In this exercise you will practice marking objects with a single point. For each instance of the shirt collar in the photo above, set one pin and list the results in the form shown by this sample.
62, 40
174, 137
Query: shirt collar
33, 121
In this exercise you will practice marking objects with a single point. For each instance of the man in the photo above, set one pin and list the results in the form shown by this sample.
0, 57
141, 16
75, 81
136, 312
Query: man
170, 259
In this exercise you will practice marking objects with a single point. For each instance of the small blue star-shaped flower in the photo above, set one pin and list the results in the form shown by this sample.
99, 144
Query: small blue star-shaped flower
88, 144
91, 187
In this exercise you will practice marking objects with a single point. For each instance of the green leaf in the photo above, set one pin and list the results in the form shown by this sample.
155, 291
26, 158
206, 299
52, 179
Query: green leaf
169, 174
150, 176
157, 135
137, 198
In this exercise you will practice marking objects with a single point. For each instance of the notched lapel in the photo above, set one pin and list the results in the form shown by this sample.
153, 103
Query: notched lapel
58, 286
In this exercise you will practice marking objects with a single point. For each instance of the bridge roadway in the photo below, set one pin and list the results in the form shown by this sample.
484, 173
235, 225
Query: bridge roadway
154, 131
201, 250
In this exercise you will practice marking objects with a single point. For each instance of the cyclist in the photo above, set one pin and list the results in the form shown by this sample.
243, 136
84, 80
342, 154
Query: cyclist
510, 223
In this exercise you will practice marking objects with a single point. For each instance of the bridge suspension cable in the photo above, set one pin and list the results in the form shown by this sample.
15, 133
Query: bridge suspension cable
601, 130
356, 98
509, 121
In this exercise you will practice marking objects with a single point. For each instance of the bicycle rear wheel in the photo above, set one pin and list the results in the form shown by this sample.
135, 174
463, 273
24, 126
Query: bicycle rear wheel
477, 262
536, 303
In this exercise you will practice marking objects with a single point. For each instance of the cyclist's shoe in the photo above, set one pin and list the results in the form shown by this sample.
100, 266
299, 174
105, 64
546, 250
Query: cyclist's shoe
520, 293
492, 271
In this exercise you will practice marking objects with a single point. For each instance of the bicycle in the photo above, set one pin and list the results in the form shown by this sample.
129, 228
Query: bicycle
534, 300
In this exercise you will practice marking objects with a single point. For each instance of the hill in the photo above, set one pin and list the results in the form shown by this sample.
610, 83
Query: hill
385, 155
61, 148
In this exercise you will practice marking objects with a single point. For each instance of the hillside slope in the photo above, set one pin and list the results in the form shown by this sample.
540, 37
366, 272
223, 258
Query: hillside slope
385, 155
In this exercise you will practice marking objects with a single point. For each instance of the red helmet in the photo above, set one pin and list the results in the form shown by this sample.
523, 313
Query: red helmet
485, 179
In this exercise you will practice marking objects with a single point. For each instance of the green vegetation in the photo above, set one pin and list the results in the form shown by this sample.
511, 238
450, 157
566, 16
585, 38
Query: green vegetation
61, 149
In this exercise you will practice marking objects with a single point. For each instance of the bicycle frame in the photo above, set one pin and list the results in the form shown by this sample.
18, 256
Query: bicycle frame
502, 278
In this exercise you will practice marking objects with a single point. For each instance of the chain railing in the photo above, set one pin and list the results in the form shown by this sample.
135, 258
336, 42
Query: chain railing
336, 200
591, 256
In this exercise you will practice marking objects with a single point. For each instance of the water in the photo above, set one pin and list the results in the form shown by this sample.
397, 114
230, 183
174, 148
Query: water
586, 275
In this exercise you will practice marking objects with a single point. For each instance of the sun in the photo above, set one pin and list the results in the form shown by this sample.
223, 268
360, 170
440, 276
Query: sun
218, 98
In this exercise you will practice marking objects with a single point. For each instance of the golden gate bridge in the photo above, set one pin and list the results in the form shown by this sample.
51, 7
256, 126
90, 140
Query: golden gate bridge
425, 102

━━━━━━

WORK INSTRUCTIONS
Output all the lines above. Keep each one exact.

OUTPUT OF THE TASK
In this exercise you will practice marking objects with a single point. For each instance of the shirt collar in the photo above, set one pin and list the results in the form shown by this sample.
62, 40
174, 137
Query: shirt collar
33, 121
In this exercise you will practice marking objects with a single point. For each instance of the man in the photo above, set one pin and list the results in the form shown by this sample.
0, 57
141, 16
75, 81
136, 312
Query: man
170, 259
In this exercise you will practice marking objects with a single point. For each instance of the small blue star-shaped flower in the photo above, set one pin and list the results in the form shown by this sample.
99, 144
Query: small blue star-shaped flower
88, 144
91, 187
In this exercise you will practice marking objects with a single point. For each instance of the green leaf in the photo above, set one pin and list the results in the form shown by this sample.
155, 291
26, 158
206, 299
52, 179
Query: green leaf
169, 174
150, 176
157, 135
137, 198
In this exercise you will practice marking objects with a single point. For each instance of the notched lapel in the photo above, set one pin and list the results in the form shown by this sample.
153, 103
Query: notched lapel
58, 286
In this exercise you will practice marking objects with a single point. For each instance of the bridge roadway in the photo below, set one pin and list the results in the form shown by this sample.
484, 173
235, 225
Query: bridge roadway
154, 131
201, 250
In this exercise you will practice marking objects with a single point. For each instance of the cyclist in the photo above, set one pin and list the results in the form shown by this sample.
243, 136
84, 80
342, 154
Query: cyclist
510, 223
In this exercise you will practice marking objects with a single point. For each instance of the bridge suspension cable in the photo above, set one pin and list the results in the form shown by this sample.
15, 133
Query: bridge suspension cable
601, 130
356, 98
509, 121
In this exercise you will practice marking objects with a single point. For each instance of the bicycle rear wheel in the photo above, set one pin and list the results in the form shown by this sample.
135, 174
463, 273
24, 126
Query: bicycle rear wheel
477, 262
536, 303
In this exercise you will practice marking objects with a single point. For each instance of the cyclist's shoe in the photo above, set one pin and list the results in the form shown by this sample.
100, 266
299, 174
105, 64
546, 250
Query: cyclist's shoe
520, 293
492, 271
In this exercise you will practice marking objects with a single point. For each instance of the bicycle in the photo above, set one pin and list the results in the form shown by this sample.
129, 228
Query: bicycle
534, 300
In this exercise you will practice marking objects with a single point. For each instance of the hill in the photo above, set one pin and list the results in the form shown by this sample.
610, 83
Query: hill
385, 155
61, 148
In this exercise you will practice marking objects with a single point. For each instance of the hillside slope in the photo above, set one pin and list the results in the form shown by this sample.
540, 37
366, 272
223, 258
Query: hillside slope
385, 155
In this exercise you will practice marking objects with a single point. For each instance of the red helmet in the photo above, set one pin and list the results in the form shown by this sample.
523, 313
Query: red helmet
485, 179
In this exercise you will practice marking objects with a single point. For each instance of the green vegetation in the photo above, set one pin and list the results in the form shown by this sample.
511, 238
450, 157
566, 16
585, 38
Query: green vegetation
61, 149
In this exercise you will practice marking objects with a single point. For each instance of the bicycle frame in the photo above, set one pin and list the results in the form shown by this sample.
18, 256
Query: bicycle frame
502, 278
In this exercise you will practice marking objects with a single point. For each instance of the chain railing in the photo above, set one pin and list the results in the form shown by this sample.
135, 258
336, 42
Query: chain railing
336, 200
591, 256
In this exercise you will practice marking objects with a single point. For each instance of the water in the photo above, set one pin and list the results in the form shown by this sample.
397, 114
230, 183
174, 148
Query: water
586, 275
In this exercise you will practice marking objects with a single point. For each instance of the sun in the photo above, set one pin and list the results in the form shown by this sample.
223, 268
360, 170
440, 276
Query: sun
218, 98
In this exercise you will practice marking objects with a single point. For each instance of the golden gate bridge in the photo above, set one pin and list the results in the form shown by this sample.
51, 7
256, 126
90, 140
Query: golden gate bridge
425, 102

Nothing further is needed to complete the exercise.